[STATED TASK]
Repeat the records from their start through the line that contains "Query: girl's ear", including that line. Leave the pictures out.

[DATA PROVIDED]
-*-*-
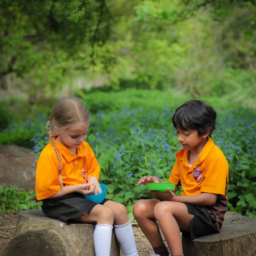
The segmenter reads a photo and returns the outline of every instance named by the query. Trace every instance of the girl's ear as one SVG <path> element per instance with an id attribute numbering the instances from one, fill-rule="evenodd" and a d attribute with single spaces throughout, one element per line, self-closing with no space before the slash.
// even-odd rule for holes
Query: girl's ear
<path id="1" fill-rule="evenodd" d="M 54 126 L 53 127 L 53 129 L 54 130 L 54 132 L 56 134 L 59 134 L 59 129 L 58 129 L 58 127 L 57 126 Z"/>
<path id="2" fill-rule="evenodd" d="M 205 133 L 205 134 L 202 135 L 202 137 L 203 138 L 205 139 L 206 138 L 207 138 L 209 136 L 209 134 L 210 134 L 210 129 L 207 129 L 207 132 L 206 132 L 206 133 Z"/>

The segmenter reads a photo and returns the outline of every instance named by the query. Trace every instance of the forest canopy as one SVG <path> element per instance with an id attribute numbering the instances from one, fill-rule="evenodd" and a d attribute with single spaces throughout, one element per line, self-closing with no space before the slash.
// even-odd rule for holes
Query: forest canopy
<path id="1" fill-rule="evenodd" d="M 0 86 L 256 96 L 255 16 L 253 0 L 0 0 Z"/>

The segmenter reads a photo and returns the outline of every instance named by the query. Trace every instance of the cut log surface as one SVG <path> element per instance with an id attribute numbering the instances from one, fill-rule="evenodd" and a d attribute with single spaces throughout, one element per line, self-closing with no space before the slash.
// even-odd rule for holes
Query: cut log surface
<path id="1" fill-rule="evenodd" d="M 95 225 L 67 224 L 47 217 L 41 210 L 19 214 L 15 236 L 1 256 L 95 256 Z M 111 256 L 120 256 L 120 247 L 112 232 Z"/>
<path id="2" fill-rule="evenodd" d="M 185 256 L 256 256 L 256 217 L 225 214 L 220 233 L 192 241 L 182 237 Z"/>

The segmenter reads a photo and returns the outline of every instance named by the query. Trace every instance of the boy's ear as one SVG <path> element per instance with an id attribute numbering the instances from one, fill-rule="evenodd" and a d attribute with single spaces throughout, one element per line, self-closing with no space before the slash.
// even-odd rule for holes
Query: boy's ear
<path id="1" fill-rule="evenodd" d="M 209 134 L 210 134 L 210 129 L 207 129 L 207 132 L 206 132 L 206 133 L 205 134 L 203 134 L 202 135 L 202 138 L 203 138 L 204 139 L 207 138 L 209 136 Z"/>

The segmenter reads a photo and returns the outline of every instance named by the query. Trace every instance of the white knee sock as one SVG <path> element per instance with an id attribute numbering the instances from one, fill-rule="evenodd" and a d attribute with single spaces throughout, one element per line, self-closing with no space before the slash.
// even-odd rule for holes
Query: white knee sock
<path id="1" fill-rule="evenodd" d="M 96 256 L 110 256 L 113 226 L 98 224 L 95 226 L 93 242 Z"/>
<path id="2" fill-rule="evenodd" d="M 125 256 L 138 256 L 132 224 L 129 221 L 123 225 L 114 225 L 115 233 Z"/>

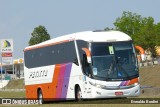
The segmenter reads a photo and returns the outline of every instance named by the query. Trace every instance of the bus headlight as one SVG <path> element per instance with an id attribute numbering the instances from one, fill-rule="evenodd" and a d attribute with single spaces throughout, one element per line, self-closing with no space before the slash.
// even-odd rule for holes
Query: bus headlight
<path id="1" fill-rule="evenodd" d="M 89 83 L 90 83 L 91 85 L 93 85 L 93 86 L 97 87 L 97 88 L 102 88 L 102 89 L 105 89 L 105 88 L 106 88 L 106 86 L 105 86 L 105 85 L 96 84 L 96 83 L 93 83 L 93 82 L 90 82 L 90 81 L 89 81 Z"/>

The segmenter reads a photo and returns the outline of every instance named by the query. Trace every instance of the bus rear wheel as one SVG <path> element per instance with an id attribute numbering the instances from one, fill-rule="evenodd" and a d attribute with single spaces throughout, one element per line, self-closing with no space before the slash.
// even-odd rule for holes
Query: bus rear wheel
<path id="1" fill-rule="evenodd" d="M 39 100 L 39 104 L 43 104 L 44 103 L 43 94 L 42 94 L 42 90 L 41 89 L 38 91 L 38 100 Z"/>
<path id="2" fill-rule="evenodd" d="M 76 101 L 82 101 L 82 92 L 80 87 L 78 86 L 75 91 L 76 91 L 75 92 Z"/>

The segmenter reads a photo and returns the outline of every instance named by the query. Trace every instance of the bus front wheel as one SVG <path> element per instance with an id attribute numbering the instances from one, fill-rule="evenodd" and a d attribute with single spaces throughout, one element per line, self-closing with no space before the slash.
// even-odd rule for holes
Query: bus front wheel
<path id="1" fill-rule="evenodd" d="M 39 104 L 43 104 L 44 103 L 43 94 L 42 94 L 42 90 L 41 89 L 38 91 L 38 100 L 39 100 Z"/>

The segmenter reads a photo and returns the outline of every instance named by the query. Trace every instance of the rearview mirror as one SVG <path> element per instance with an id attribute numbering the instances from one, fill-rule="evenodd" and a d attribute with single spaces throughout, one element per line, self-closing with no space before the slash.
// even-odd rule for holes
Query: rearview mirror
<path id="1" fill-rule="evenodd" d="M 91 63 L 91 52 L 87 48 L 82 48 L 82 50 L 86 53 L 87 55 L 87 62 Z"/>

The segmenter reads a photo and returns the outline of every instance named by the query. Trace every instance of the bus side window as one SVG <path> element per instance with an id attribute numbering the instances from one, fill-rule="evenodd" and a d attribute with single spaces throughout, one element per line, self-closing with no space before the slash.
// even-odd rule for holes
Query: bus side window
<path id="1" fill-rule="evenodd" d="M 82 61 L 82 67 L 83 67 L 83 72 L 87 75 L 90 76 L 90 68 L 89 68 L 89 63 L 87 62 L 87 56 L 86 54 L 83 54 L 83 61 Z"/>
<path id="2" fill-rule="evenodd" d="M 73 63 L 76 64 L 77 66 L 79 66 L 77 58 L 73 61 Z"/>

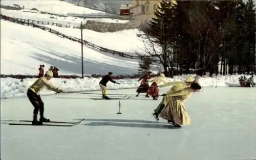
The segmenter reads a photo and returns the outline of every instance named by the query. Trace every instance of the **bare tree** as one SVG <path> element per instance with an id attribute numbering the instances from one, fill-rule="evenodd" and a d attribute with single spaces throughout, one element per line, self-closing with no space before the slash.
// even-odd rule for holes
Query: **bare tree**
<path id="1" fill-rule="evenodd" d="M 193 37 L 197 48 L 191 48 L 196 52 L 197 63 L 201 74 L 212 64 L 221 44 L 222 34 L 218 21 L 218 9 L 209 1 L 193 1 L 191 5 L 185 6 L 189 19 L 186 30 Z"/>

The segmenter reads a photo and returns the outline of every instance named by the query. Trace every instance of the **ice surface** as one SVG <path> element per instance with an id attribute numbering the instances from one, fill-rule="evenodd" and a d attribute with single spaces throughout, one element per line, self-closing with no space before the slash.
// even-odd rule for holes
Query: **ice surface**
<path id="1" fill-rule="evenodd" d="M 196 75 L 192 75 L 195 76 Z M 166 78 L 166 81 L 184 81 L 185 78 L 189 76 L 184 75 L 182 76 L 175 76 L 173 78 Z M 203 76 L 200 78 L 198 83 L 202 86 L 205 87 L 229 87 L 239 86 L 238 77 L 239 75 L 232 75 L 227 76 L 218 75 L 213 77 Z M 1 98 L 8 98 L 17 96 L 26 96 L 27 89 L 37 79 L 37 78 L 25 78 L 23 82 L 20 79 L 13 78 L 1 78 Z M 52 78 L 49 83 L 53 84 L 66 91 L 81 91 L 99 90 L 99 82 L 101 78 L 77 78 L 76 79 L 64 79 L 64 78 Z M 120 89 L 125 88 L 138 87 L 140 82 L 138 82 L 138 78 L 123 79 L 116 80 L 121 84 L 118 85 L 109 83 L 108 87 L 111 89 Z M 150 83 L 151 85 L 151 83 Z M 256 92 L 256 88 L 251 89 Z M 48 90 L 42 91 L 42 94 L 54 94 L 54 92 Z"/>
<path id="2" fill-rule="evenodd" d="M 42 96 L 45 116 L 71 127 L 1 124 L 1 159 L 252 159 L 256 158 L 256 92 L 252 88 L 205 88 L 185 102 L 191 124 L 174 129 L 156 122 L 161 100 L 93 100 L 95 96 Z M 160 93 L 164 93 L 161 89 Z M 95 92 L 94 92 L 95 93 Z M 100 93 L 100 92 L 96 92 Z M 135 90 L 110 94 L 135 93 Z M 97 97 L 99 97 L 100 95 Z M 112 96 L 113 97 L 113 96 Z M 140 100 L 139 100 L 140 99 Z M 31 120 L 26 97 L 1 99 L 1 120 Z"/>

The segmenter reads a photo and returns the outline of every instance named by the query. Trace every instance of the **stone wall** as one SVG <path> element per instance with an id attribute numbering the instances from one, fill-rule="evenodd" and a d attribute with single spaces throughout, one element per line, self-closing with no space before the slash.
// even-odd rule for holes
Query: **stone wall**
<path id="1" fill-rule="evenodd" d="M 83 28 L 98 32 L 114 32 L 124 30 L 138 28 L 142 21 L 132 20 L 125 23 L 107 23 L 88 20 Z"/>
-*-*-
[TASK ANSWER]
The segmenter reads a photo and returns the outline of every instance named by the query. Trace every instance of the girl's ear as one SVG <path> element per instance with an id attribute numbering the instances from one, fill-rule="evenodd" and a d attribute with single spaces throughout, one element per line, self-closing with no space before the slash.
// even-odd rule for holes
Query: girl's ear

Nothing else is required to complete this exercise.